What you are asked to do:
Locate the line that contains "If you could segment every instance of the balcony". Print it and every subsequent line through the final line of the records, exactly and only those.

Available data start

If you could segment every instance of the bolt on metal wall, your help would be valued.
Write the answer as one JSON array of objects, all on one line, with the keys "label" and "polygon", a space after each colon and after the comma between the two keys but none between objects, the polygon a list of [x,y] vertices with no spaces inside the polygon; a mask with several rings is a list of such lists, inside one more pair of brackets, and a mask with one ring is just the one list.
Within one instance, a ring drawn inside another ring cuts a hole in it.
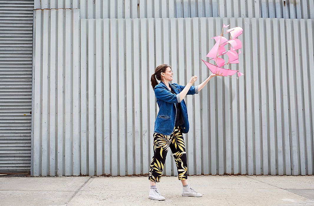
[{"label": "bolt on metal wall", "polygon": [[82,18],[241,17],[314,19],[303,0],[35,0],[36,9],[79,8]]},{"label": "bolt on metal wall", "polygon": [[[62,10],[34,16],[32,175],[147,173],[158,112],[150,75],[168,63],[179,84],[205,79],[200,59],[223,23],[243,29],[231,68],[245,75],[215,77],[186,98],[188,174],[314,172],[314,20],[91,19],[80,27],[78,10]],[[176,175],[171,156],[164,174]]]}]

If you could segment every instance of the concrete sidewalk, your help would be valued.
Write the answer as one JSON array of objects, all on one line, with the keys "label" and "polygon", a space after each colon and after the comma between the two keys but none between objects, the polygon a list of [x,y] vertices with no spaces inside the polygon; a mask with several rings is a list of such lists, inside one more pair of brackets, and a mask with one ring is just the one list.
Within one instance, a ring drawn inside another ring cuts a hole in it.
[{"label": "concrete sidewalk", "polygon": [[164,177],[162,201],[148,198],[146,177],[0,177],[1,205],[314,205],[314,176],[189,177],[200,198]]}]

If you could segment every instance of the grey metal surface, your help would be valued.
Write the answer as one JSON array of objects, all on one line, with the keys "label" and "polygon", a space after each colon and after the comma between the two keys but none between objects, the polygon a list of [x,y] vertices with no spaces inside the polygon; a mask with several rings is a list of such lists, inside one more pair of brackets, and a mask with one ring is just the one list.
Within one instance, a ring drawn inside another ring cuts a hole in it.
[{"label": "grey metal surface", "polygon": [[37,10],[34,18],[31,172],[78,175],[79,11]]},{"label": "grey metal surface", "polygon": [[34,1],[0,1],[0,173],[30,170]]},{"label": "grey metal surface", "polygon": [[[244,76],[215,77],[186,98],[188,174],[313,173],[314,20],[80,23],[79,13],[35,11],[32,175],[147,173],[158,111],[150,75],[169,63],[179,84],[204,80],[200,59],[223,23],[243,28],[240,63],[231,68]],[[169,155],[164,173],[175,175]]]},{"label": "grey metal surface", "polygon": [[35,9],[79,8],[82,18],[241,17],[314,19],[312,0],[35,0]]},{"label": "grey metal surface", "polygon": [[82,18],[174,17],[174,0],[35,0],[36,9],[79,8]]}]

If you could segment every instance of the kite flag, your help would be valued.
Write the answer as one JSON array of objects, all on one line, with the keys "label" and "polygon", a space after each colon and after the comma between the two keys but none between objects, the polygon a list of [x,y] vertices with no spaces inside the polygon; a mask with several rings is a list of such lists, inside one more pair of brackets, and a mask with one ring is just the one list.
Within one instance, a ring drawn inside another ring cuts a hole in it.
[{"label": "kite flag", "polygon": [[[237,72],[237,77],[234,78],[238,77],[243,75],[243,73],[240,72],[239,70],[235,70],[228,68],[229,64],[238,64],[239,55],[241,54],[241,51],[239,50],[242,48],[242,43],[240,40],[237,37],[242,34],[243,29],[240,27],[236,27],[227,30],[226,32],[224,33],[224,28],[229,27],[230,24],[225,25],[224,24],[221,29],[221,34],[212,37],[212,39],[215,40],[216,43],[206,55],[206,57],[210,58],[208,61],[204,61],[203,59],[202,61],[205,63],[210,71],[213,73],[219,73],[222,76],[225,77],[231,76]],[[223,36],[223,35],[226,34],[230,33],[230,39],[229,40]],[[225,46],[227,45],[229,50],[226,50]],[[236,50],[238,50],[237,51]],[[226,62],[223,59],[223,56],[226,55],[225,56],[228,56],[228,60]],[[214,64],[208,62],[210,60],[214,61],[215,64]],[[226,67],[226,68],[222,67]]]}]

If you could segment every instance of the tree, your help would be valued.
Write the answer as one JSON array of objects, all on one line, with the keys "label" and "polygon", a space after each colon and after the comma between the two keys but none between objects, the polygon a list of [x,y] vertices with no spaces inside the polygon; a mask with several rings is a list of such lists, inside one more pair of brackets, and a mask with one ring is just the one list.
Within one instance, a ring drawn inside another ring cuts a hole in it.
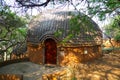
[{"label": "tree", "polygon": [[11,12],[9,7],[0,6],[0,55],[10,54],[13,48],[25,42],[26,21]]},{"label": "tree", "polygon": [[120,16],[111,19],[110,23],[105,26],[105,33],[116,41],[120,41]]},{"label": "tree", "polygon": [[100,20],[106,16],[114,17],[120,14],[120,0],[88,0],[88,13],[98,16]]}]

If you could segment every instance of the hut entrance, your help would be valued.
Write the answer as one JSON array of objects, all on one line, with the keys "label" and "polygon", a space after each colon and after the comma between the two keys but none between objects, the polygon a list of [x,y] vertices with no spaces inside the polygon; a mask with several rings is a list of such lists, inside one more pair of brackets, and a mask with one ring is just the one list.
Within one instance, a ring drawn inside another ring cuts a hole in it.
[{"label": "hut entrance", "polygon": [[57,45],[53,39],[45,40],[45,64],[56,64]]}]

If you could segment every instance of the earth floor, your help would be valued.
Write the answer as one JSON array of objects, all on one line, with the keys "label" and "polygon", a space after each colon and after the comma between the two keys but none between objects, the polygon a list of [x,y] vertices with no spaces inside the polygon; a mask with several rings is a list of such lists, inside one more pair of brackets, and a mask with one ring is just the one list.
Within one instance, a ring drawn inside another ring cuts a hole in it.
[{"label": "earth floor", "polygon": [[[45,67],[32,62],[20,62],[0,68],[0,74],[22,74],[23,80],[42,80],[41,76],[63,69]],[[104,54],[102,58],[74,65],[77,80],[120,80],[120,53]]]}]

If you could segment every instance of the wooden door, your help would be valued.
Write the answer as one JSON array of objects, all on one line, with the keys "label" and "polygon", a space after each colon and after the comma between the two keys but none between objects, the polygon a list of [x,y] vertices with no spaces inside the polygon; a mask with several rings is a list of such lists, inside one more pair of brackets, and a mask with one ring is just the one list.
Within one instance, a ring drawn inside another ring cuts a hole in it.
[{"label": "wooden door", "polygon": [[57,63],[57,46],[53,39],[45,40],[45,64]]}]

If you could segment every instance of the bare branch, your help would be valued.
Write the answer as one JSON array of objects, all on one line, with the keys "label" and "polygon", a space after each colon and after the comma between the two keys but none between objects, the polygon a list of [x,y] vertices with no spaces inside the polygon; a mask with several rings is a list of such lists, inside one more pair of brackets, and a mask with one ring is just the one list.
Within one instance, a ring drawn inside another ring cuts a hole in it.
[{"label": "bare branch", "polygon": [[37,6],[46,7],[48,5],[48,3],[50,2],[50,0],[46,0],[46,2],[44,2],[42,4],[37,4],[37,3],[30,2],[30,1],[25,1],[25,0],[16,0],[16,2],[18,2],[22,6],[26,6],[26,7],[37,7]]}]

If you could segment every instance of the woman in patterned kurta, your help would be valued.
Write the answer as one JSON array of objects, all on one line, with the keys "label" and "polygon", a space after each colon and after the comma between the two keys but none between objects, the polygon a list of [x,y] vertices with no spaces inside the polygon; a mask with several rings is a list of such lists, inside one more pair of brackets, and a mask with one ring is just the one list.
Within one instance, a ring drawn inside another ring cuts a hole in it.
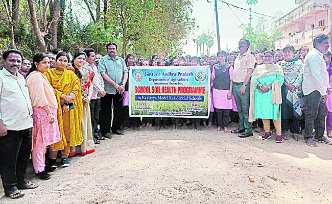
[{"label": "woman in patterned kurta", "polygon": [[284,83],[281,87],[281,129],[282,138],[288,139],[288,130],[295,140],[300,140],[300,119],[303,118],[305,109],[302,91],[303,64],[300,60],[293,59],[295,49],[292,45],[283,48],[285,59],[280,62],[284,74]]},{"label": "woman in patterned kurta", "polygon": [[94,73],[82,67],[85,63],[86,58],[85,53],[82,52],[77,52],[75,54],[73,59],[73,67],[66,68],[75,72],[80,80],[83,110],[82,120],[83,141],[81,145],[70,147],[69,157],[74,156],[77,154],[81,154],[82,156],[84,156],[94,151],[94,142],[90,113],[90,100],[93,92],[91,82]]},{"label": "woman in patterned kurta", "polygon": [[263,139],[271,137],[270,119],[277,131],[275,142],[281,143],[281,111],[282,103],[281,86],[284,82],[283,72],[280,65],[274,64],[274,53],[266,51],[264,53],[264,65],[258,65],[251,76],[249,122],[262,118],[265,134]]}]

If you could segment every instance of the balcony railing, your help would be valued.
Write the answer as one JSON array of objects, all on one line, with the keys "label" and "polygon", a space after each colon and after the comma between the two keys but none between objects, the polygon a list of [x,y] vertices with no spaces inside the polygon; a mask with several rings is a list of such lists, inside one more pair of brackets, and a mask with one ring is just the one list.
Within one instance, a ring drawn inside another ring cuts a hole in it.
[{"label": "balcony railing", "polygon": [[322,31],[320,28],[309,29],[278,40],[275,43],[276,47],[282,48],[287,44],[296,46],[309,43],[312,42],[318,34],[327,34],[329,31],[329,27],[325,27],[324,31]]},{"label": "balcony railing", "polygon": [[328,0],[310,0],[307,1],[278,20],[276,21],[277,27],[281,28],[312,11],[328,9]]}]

Available data end

Full output:
If you could segment every instance of the balcony railing, your help would be valued.
Write the answer as one JSON array of objects, all on one line, with the keys "label" and "polygon", a space after each colon and after the comma between the two keys but none between objects, the polygon a list of [x,y] vertices with no spaces inside the polygon; a mask with several rings is a list of such lists, inside one more pair of brackets, and a mask with one ring is just the one list.
Within one instance, a ring drawn inside another ring cuts a hole in it.
[{"label": "balcony railing", "polygon": [[322,31],[320,28],[309,29],[278,40],[275,43],[276,47],[282,48],[287,44],[296,46],[309,43],[312,42],[318,34],[327,34],[329,31],[329,27],[325,27],[324,31]]},{"label": "balcony railing", "polygon": [[328,0],[310,0],[307,1],[278,20],[276,21],[277,27],[281,28],[312,11],[328,9]]}]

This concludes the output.